What the task asks -> Rewrite the entries below in full, keeping each request, and shift every coordinate in the answer points up by 75. Omit the pictures.

Data ->
——

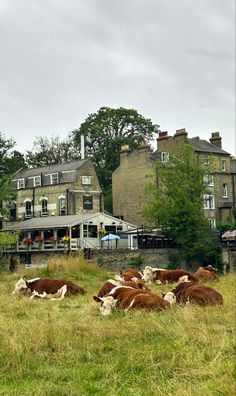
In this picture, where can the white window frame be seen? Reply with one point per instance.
(44, 210)
(28, 212)
(209, 180)
(225, 190)
(164, 156)
(62, 208)
(206, 159)
(223, 165)
(19, 181)
(51, 178)
(208, 201)
(35, 184)
(87, 180)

——

Response for this exercise ->
In this picture, where can the white window frame be seen? Reply with one point per instance.
(119, 285)
(103, 287)
(284, 255)
(300, 265)
(239, 231)
(137, 283)
(281, 234)
(298, 240)
(94, 256)
(126, 253)
(283, 276)
(110, 259)
(162, 255)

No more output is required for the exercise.